• **Lesetext**:
========

Energieminister Rösti zieht den Atomfreunden den Stecker

19.01.2024 – Christof Forster

Nach der Nuklear-Katastrophe von Fukushima war die Atomkraft in der Schweiz lange tabu. Dann gab die Furcht vor einer Stromknappheit jenen Aufwind, die neue Atomkraftwerke befürworten. Doch jetzt kommt erneut Widerstand – von unerwarteter Seite.

Die Anhängerinnen und Anhänger der Atomenergie freuten sich, als Anfang 2023 Albert Rösti (SVP) von Simonetta Sommaruga (SP) das Energiedepartement übernahm. Rösti war einer der Ihren: gegen die Energiewende und für neue Atomkraftwerke. Auf neue AKWs ist die Schweiz – nach ihrer Lesart – dringender denn je angewiesen. Doch ihre Hoffnungen sollten sich nicht erfüllen.

Bauverbot für neue AKWs

Schon lange hatte die AKW-Lobby davor gewarnt, dass die Stromversorgung der Schweiz ohne Atomkraftwerke nicht funktionieren könne. Nur hatte ihnen niemand zugehört. Nach der Nuklear-Katastrophe von Fukushima (2011) war die bereits zuvor umstrittene Atomenergie definitiv auf dem Abstellgleis. 2017 hiess das Stimmvolk die «Energiestrategie 2050» gut. Damit sagte es Ja zum schrittweisen Ausbau der erneuerbaren Energien und zu einem Bauverbot von neuen AKWs. Indirekt hat der Entscheid dazu beigetragen, dass im Kanton Bern das AKW Mühleberg ausser Betrieb genommen wurde und derzeit zurückgebaut wird. Die Schweiz wird dabei in einer neuen Disziplin viel Erfahrung sammeln: der Stilllegung von Atommeilern.

========

• **Angezeigte Einträge**:
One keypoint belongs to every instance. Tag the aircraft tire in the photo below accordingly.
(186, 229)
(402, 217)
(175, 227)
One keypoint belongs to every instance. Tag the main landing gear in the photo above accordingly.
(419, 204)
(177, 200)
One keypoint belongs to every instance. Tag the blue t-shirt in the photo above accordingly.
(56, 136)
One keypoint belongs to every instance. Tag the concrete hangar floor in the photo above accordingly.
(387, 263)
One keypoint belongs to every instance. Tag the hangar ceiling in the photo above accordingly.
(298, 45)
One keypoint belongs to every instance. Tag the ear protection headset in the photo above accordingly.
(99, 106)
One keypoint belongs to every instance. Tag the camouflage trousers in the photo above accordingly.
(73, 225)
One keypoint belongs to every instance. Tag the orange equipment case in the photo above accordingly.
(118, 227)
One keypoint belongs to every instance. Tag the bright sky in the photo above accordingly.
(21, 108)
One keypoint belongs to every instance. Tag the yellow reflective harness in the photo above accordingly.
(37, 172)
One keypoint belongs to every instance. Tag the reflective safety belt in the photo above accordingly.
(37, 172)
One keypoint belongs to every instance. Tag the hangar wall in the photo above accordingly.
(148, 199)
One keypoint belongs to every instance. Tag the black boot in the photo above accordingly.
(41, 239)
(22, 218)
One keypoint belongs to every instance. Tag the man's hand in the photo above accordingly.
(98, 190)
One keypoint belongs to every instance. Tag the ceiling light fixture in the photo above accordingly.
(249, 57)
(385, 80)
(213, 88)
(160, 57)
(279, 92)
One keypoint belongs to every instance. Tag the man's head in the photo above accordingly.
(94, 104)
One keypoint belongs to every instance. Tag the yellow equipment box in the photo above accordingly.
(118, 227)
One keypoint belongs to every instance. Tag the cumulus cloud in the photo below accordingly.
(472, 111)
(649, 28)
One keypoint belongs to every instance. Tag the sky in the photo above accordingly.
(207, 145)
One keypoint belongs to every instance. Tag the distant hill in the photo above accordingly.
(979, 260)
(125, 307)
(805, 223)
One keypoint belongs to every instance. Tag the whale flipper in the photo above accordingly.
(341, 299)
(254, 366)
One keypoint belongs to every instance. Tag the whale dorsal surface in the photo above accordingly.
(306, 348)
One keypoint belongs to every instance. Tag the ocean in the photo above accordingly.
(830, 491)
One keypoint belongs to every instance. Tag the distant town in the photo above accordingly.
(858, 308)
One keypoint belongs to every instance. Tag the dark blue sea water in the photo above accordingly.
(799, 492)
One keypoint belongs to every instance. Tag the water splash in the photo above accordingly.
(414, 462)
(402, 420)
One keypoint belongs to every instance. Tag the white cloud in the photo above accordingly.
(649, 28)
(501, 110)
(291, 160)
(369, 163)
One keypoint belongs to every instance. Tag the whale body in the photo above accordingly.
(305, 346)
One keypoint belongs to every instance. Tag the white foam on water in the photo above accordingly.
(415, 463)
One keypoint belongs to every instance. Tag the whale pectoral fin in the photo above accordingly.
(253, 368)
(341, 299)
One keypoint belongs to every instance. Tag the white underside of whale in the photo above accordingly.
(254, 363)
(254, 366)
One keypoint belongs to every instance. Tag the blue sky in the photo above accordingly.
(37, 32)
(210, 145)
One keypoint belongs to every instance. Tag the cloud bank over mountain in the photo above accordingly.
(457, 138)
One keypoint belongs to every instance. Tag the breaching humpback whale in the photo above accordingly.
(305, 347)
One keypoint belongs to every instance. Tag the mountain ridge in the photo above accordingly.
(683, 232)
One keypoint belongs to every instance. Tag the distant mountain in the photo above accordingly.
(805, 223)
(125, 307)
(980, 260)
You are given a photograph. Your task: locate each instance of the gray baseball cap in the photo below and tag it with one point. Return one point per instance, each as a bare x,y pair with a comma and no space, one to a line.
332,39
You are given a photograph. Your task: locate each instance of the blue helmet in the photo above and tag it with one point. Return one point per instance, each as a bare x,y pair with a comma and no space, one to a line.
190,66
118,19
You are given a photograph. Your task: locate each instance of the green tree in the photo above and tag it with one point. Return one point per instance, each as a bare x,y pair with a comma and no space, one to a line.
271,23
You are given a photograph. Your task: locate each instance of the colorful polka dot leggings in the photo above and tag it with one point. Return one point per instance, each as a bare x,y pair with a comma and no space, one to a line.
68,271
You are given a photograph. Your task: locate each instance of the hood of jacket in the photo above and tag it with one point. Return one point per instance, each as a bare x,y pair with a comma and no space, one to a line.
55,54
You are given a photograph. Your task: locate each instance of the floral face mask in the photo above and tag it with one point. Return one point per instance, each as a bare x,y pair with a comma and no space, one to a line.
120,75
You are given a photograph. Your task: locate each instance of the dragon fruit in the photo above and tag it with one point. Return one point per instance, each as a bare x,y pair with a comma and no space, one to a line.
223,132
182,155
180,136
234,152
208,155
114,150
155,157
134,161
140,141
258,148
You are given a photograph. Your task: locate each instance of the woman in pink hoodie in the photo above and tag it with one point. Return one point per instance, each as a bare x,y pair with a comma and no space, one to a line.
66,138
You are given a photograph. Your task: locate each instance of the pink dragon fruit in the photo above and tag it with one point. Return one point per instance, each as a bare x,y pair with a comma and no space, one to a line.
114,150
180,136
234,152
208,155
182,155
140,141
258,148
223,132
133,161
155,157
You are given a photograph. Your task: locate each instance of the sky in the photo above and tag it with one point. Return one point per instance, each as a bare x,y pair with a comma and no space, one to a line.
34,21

========

• **Arbeitsauftrag A**: In welchem Jahr hat das Stimmvolk laut dem Lesetext über die Atomkraft in der Schweiz die «Energiestrategie 2050» angenommen?
• **Arbeitsauftrag B**: Schreibe den Lesetext über die Atomkraft in der Schweiz im Anschluss an seinen letzten Satz weiter.

• **Schriftliche Antwort A**: 2017

• **Schriftliche Antwort B**:
Schleppender Ausbau der Alternativen

Energieminister Albert Rösti will den Fokus auf die Stromproduktion in den nächsten fünf bis zehn Jahren legen. Neue AKWs könnten laut ihm die kurzfristigen Probleme nicht lösen. Foto Keystone

Derweil kam der geplante Ausbau von Fotovoltaik- und Windanlagen nie richtig vom Fleck. Weil es genug Strom gab, fehlte der Druck auf das Parlament, die Erneuerbaren stärker zu fördern. Bald kam ein erster Warnschuss. Im Herbst 2021, gut vier Jahre nach der Abstimmung zum Atomausstieg, warnte der Bund in einer Studie vor möglichen «Strommangellagen». Die Studie beschrieb zwar ein absolutes Worst-Case-Szenario. Doch die Nachricht schreckte Politik und Bevölkerung auf.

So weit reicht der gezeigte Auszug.